I’ve been divorced for a year and a half and I came to the realization over the last few weeks that it doesn’t hurt anymore.
This. is. huge.
I also realize that I am lonely and I no longer feel weak for saying that. You know what no one tells you about divorce? You miss human touch. Not the ‘bow-chicka-wow-wow’ kind of touch (that goes without saying) but the simple act of someone rubbing your shoulder or touching your hand. I crave it. When a friend or family member hugs me I don’t want to let go. I want to drink it in. Touch is one of those things that people take for granted until it’s gone.
So what’s a girl to do in 2018 when she’s 47 and single? Why, dating apps of course! I downloaded a few and set up profiles and have been enjoying seeing men show interest. A few have messaged me and there has been some friendly chatting within the apps. No one has asked for a date and so far I haven’t received any unsavory pictures of body parts so it’s good.
Though I do find it humorous that when chatting with a man it’s all fine and dandy until I tell them I work in law enforcement. I’m not a cop, but I work closely with cops. So far that has caused most to shut down and move on. That’s fine. If you are in trouble with the law or anti-police I don’t want you anyway. Don’t let the door hit ya where the Good Lord split ya.

* Entries *

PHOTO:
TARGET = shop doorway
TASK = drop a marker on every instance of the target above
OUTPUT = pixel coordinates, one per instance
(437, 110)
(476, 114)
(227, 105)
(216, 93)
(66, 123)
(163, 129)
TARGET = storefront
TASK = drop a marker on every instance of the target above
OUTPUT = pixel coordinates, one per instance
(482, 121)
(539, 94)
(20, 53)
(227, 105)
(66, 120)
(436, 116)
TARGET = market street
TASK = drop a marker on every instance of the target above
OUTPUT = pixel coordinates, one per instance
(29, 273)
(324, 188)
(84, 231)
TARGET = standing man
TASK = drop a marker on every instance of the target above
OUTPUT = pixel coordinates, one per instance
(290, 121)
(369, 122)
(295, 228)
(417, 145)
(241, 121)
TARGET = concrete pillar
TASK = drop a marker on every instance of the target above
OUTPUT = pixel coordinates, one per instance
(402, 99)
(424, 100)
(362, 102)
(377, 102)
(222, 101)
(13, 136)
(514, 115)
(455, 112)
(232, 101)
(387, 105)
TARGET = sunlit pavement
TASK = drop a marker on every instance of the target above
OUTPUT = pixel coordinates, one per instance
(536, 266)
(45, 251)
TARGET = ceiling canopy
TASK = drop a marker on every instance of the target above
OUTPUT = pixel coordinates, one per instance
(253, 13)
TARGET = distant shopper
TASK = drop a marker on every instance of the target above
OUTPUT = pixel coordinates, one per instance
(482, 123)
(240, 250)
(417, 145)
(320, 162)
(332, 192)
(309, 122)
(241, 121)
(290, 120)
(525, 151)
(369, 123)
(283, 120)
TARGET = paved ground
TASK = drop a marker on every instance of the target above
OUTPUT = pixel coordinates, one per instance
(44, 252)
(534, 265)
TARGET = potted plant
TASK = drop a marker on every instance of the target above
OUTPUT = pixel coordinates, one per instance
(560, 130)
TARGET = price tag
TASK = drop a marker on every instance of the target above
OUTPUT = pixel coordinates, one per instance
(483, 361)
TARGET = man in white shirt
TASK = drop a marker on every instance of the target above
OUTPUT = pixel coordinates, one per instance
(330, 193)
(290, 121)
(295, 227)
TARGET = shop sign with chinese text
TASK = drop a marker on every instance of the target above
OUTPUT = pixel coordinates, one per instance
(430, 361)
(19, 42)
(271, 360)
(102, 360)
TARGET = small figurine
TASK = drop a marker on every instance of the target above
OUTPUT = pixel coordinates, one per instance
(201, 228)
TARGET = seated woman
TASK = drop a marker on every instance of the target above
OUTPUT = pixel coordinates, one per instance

* What is asked *
(1) In the dating-after-divorce post, how long has the writer been divorced?
(2) Reproduce the stretch of the dating-after-divorce post from "Though I do" through "Lord split ya.".
(3) Turn the paragraph of the dating-after-divorce post that begins "So what's a girl to do in 2018" into a short bulleted list that keeps its main facts.
None of the items is needed here.

* In response *
(1) A year and a half.

(2)
Though I do find it humorous that when chatting with a man it’s all fine and dandy until I tell them I work in law enforcement. I’m not a cop, but I work closely with cops. So far that has caused most to shut down and move on. That’s fine. If you are in trouble with the law or anti-police I don’t want you anyway. Don’t let the door hit ya where the Good Lord split ya.

(3)
- In 2018, at 47 and single, the writer turned to dating apps.
- She downloaded a few, set up profiles, and has enjoyed seeing men show interest.
- A few men have messaged her, leading to some friendly chatting within the apps.
- No one has asked her on a date yet.
- So far she has received no unsavory pictures of body parts.